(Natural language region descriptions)
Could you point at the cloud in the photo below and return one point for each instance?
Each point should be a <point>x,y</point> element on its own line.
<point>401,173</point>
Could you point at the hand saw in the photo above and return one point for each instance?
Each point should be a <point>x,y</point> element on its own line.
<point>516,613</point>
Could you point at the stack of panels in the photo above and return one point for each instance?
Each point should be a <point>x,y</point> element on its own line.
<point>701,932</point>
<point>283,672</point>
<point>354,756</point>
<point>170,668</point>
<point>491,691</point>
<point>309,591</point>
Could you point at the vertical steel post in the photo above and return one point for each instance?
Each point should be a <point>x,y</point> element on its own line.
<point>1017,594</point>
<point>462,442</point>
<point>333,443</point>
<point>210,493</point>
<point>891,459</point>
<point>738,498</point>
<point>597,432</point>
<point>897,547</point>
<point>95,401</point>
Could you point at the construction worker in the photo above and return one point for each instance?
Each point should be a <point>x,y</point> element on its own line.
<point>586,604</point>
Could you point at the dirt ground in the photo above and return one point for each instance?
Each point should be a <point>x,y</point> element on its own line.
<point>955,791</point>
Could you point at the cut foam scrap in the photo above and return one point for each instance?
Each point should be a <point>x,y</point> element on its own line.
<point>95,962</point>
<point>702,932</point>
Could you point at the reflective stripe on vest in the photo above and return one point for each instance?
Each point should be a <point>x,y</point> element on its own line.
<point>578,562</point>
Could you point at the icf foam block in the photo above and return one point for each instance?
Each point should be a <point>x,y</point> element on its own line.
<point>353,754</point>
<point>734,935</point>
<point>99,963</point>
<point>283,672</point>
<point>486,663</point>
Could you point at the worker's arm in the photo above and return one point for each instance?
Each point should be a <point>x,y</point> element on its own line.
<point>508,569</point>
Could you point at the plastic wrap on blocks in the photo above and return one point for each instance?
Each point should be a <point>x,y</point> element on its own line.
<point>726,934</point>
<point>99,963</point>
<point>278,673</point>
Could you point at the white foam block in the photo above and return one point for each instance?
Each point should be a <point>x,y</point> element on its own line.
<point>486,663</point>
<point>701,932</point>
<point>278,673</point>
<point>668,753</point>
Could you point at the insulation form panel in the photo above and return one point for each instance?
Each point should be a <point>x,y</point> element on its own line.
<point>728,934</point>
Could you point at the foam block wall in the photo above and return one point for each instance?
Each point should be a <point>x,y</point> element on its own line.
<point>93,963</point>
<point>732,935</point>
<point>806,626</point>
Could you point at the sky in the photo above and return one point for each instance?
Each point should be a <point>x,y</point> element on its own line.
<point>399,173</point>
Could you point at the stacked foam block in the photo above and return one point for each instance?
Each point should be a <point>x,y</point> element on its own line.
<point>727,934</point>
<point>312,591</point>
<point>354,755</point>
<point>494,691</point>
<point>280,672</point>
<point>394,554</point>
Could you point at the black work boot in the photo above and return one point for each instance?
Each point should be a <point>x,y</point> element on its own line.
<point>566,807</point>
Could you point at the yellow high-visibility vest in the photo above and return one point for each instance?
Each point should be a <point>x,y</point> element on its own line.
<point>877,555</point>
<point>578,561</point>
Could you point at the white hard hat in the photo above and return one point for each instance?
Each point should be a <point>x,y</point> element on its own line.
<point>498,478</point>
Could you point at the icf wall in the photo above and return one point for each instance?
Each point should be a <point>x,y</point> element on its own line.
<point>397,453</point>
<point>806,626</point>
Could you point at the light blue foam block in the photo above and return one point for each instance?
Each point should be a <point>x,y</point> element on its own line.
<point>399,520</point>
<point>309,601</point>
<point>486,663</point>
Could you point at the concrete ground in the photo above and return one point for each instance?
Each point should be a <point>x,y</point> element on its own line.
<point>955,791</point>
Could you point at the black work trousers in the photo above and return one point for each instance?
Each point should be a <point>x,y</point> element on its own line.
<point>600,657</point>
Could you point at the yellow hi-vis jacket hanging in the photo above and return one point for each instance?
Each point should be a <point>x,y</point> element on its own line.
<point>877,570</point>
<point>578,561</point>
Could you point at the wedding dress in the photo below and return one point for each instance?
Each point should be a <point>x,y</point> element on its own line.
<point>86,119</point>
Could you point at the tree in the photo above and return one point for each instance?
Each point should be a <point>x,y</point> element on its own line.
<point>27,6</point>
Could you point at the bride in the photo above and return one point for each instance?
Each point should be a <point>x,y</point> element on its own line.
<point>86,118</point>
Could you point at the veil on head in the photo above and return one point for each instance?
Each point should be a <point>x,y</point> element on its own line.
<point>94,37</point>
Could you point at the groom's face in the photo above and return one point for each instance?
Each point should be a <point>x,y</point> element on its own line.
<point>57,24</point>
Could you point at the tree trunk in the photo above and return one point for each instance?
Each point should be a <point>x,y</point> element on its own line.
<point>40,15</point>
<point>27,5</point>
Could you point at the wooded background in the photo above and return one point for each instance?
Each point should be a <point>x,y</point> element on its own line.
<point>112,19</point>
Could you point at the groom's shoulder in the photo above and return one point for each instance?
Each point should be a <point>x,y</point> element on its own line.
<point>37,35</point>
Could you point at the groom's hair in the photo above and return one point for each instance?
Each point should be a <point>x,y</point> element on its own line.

## EXERCISE DESCRIPTION
Retype all of the entries shown above, exactly.

## SOLUTION FOR THIS EXERCISE
Could you point at the cloud in the photo below and return one point for each instance?
Each point should be a <point>x,y</point> element on its own line.
<point>401,173</point>
Could you point at the hand saw in the photo above and return one point for each instance?
Each point should be a <point>x,y</point> element on its own line.
<point>516,613</point>
Could you point at the stack of panels in the photo above and return one point for each instance?
Each point should be a <point>x,y</point> element on its own line.
<point>701,932</point>
<point>283,672</point>
<point>354,756</point>
<point>170,668</point>
<point>491,691</point>
<point>309,591</point>
Could you point at the vertical steel post in the photo above and return one point for each instance?
Each point should be a <point>x,y</point> element on its own line.
<point>1017,594</point>
<point>462,442</point>
<point>333,443</point>
<point>210,493</point>
<point>891,459</point>
<point>738,498</point>
<point>597,432</point>
<point>897,547</point>
<point>95,401</point>
Could you point at the construction worker in the photo above and return one point for each instance?
Each point should be a <point>x,y</point> element on its own line.
<point>586,604</point>
Could you point at the dirt ground in the photo above and return one point for each instance?
Each point should be a <point>x,y</point> element on its own line.
<point>955,791</point>
Could you point at the cut foam scrap in the photo above and return one point for each instance?
Each point should be a <point>x,y</point> element on its own line.
<point>95,962</point>
<point>702,932</point>
Could you point at the reflective stripe on vest in the photo above and return one point for each instance?
Each point should be a <point>x,y</point> element on its own line.
<point>578,562</point>
Could you point at the icf foam block in the photo above and return one point for each instance?
Each point should be a <point>x,y</point> element on its own line.
<point>353,754</point>
<point>734,935</point>
<point>99,963</point>
<point>283,672</point>
<point>486,663</point>
Could you point at the worker's arm in the photo above and return one point for each instance?
Each point should be a <point>x,y</point> element on its own line.
<point>508,569</point>
Could you point at the plastic wrap on blocks in the photo above and return one point for each instance?
Each point should be a <point>x,y</point> element on its own line.
<point>726,934</point>
<point>99,963</point>
<point>278,673</point>
Could you point at the white foam block in the photo above and return one point for each instance?
Each point should be a <point>x,y</point> element on its own line.
<point>486,663</point>
<point>701,932</point>
<point>278,673</point>
<point>668,753</point>
Could you point at the insulation form panel in the photo above and return one point for each instance?
Each point should be a <point>x,y</point> element on its own line.
<point>728,934</point>
Could you point at the foam block wall in the photo above and return one point for each instance?
Each point should be a <point>x,y</point> element on its own line.
<point>93,963</point>
<point>732,935</point>
<point>806,626</point>
Could you point at the sky in the photo above and return one point for each instance?
Each point should be a <point>x,y</point> element on its own line.
<point>399,173</point>
Could you point at the stacked foam block in the photo above and return one point for each instance?
Each point should be a <point>x,y</point> element on its own line.
<point>727,934</point>
<point>312,591</point>
<point>354,755</point>
<point>494,691</point>
<point>280,672</point>
<point>394,554</point>
Could you point at the black work boot in the photo above and return one point for each instance?
Each point should be a <point>x,y</point> element on its own line.
<point>566,807</point>
Could you point at the yellow high-visibility vest in the photo above and return one point for each instance?
Each point should be a <point>x,y</point> element on its own line.
<point>877,555</point>
<point>578,561</point>
Could you point at the white hard hat in the photo above and return one point for each instance?
Each point should be a <point>x,y</point> element on its own line.
<point>498,478</point>
Could you point at the icf wall in the photo above and return one point for each instance?
Each point should be a <point>x,y</point> element on its own line.
<point>397,453</point>
<point>806,626</point>
Could you point at the light blue foam block in the photo above and return one point for each instance?
Each point should be a <point>x,y</point> element on its own line.
<point>399,520</point>
<point>309,601</point>
<point>486,663</point>
Could you point at the concrete ground in the photo above and return one point for each instance?
Each point should be a <point>x,y</point> element on its own line.
<point>955,791</point>
Could you point at the black work trousers in the photo above and return one point for each instance?
Each point should be a <point>x,y</point> element on its own line.
<point>600,657</point>
Could you point at the yellow hi-vis jacket hanging in the photo above and return one point for each instance?
Each point should be a <point>x,y</point> element on its own line.
<point>877,570</point>
<point>578,561</point>
Could you point at the wedding dress in the photo below and return one point for each instance?
Each point should be a <point>x,y</point> element on its own line.
<point>86,119</point>
Could you point at the tree in the photo above and return one point for each instance?
Each point should be a <point>x,y</point> element on its own line.
<point>27,6</point>
Could you point at the bride in the photo above and return one point for each instance?
Each point should be a <point>x,y</point> element on its own line.
<point>86,118</point>
Could you point at the veil on head in the photo above and return one point for each instance?
Each point should be a <point>x,y</point> element on its own line.
<point>94,37</point>
Could you point at the groom's face in the photo above and return one point for each instance?
Each point should be a <point>x,y</point> element on its own line.
<point>57,24</point>
Could you point at the tree trunk in the photo above and return one point for each instance?
Each point should be a <point>x,y</point> element on its own line.
<point>40,15</point>
<point>27,5</point>
Could you point at the wooded background in the photo above and return one point for each instance?
Each point should be a <point>x,y</point> element on its own line.
<point>112,19</point>
Could you point at the groom's shoulder in the photo above and return one point for each instance?
Each point should be a <point>x,y</point> element on its own line.
<point>37,35</point>
Could you point at the groom's hair in the photo above and return one point for each instance?
Each point should be a <point>x,y</point> element on its own line.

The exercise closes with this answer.